*課題のねらい*
腎梗塞に関する本文を読み、次の問いに答えてください。
1. 最も確実な診断法として挙げられているものは何ですか。
2. 線溶療法で多く使用される薬剤は何ですか。
3. ヘパリンを使用する際、APTTが正常値の何倍になるように調整しますか。
==== 出典本文
腎梗塞
  • けして稀な疾患ではないが適切に診断されないことが多い
  • 腎動脈の本幹あるいはその分枝が塞栓や血栓により閉塞し、その末梢の循環障害によって腎組織が壊死する
  • 特異的な症状に乏しく、小さなものでは無症状のことがある
  • 比較的大きな高速では突発性の側腹部・腹部、背部痛、および汚損・嘔吐・発熱(交感神経系亢進症状)を認める
  • 心房細動など、血栓症リスクが高い、あるいは動脈硬化リスクの高い症例では考えておくべき

【診断】

  • 白血球増多、LDHは上昇するがトランスアミナーゼ上昇はない+尿潜血陽性、というのが比較的疾患特異性が高い
  • 約50%に蛋白尿、約3%に血尿を認める
  • 確定診断のためにはCTやMRIで楔状の陰影欠損を確認する
  • 最も確実な診断法は腎動脈造影

【治療】

  • 一般的には、安静臥床、患部の冷却や水分補正などの保存治療
  • 線溶療法としてはウロキナーゼを使用することが多い
  • 抗凝固療法としては、ヘパリンを使用する。APTTが正常値の2〜3倍になるように調整する。
========
==== 提供データ
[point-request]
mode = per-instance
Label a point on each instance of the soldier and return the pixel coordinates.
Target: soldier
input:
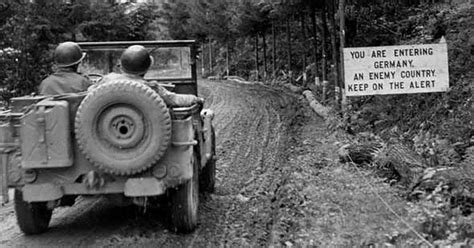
(135, 62)
(66, 79)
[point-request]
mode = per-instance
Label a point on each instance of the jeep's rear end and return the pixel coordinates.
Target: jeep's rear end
(119, 140)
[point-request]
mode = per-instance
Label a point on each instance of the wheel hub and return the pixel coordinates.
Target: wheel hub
(122, 127)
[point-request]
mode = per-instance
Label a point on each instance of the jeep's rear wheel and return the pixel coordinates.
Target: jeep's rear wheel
(123, 127)
(184, 201)
(32, 217)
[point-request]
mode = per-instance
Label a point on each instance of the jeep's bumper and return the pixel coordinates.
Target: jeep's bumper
(132, 187)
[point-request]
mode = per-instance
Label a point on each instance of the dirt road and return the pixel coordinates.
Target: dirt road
(253, 126)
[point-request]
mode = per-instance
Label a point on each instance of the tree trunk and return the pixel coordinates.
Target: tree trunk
(210, 57)
(335, 62)
(273, 50)
(323, 42)
(324, 51)
(203, 63)
(303, 58)
(264, 40)
(342, 39)
(256, 58)
(288, 36)
(315, 43)
(227, 58)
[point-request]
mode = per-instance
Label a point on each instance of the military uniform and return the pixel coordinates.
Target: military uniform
(171, 99)
(64, 80)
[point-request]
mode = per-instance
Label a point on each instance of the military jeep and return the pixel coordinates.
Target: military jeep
(119, 140)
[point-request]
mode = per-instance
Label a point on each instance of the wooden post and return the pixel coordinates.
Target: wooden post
(335, 60)
(342, 32)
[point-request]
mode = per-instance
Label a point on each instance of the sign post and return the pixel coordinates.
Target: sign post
(389, 70)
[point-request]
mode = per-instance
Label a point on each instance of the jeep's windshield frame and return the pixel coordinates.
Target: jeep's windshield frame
(174, 61)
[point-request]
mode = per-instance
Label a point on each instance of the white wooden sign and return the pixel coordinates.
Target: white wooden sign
(396, 69)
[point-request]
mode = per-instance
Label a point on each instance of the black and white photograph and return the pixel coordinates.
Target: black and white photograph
(237, 123)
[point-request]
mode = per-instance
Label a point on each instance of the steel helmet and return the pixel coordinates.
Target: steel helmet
(68, 54)
(136, 60)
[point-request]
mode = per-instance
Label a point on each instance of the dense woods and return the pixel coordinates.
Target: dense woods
(293, 41)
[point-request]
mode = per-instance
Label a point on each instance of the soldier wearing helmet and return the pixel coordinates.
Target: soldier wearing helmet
(135, 62)
(66, 79)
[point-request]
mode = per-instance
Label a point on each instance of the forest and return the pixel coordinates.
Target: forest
(294, 42)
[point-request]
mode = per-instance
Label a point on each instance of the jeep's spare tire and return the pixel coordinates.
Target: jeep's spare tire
(123, 127)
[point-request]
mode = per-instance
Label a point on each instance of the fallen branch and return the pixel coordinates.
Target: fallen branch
(398, 162)
(317, 107)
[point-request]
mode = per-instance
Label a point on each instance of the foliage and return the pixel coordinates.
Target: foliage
(30, 32)
(444, 117)
(436, 217)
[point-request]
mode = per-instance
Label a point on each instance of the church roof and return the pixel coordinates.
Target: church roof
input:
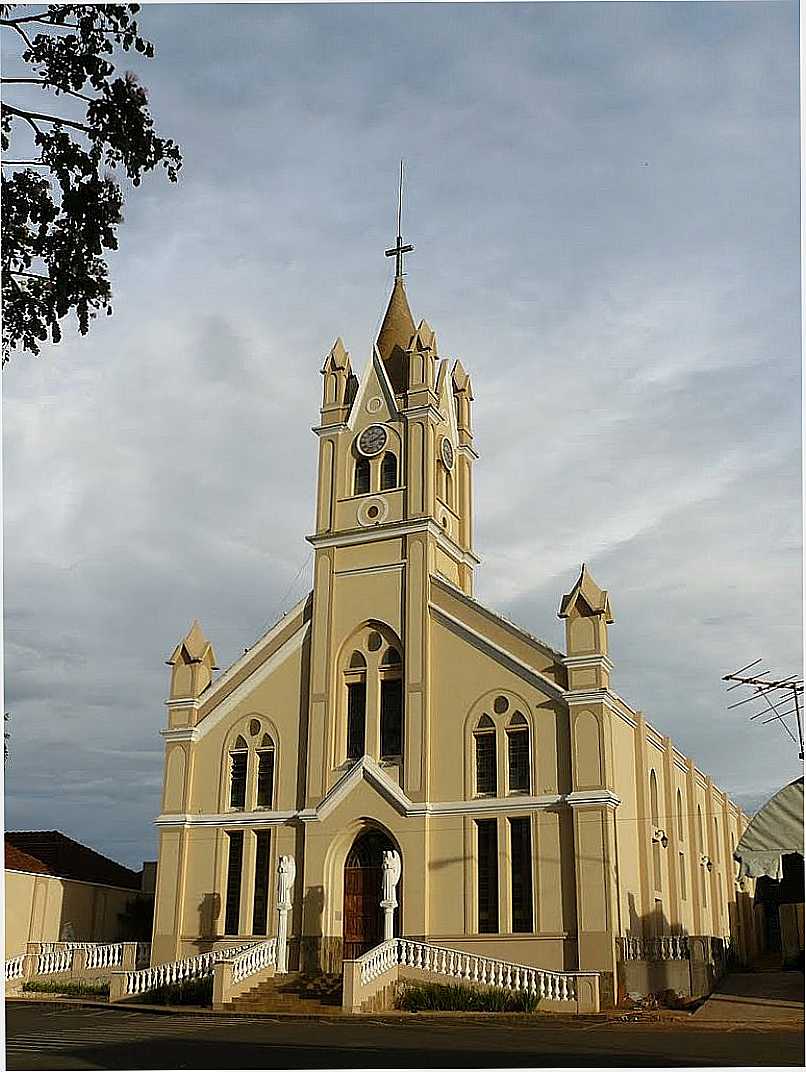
========
*解答例*
1. 腎動脈造影です。
2. ウロキナーゼです。
3. 2〜3倍です。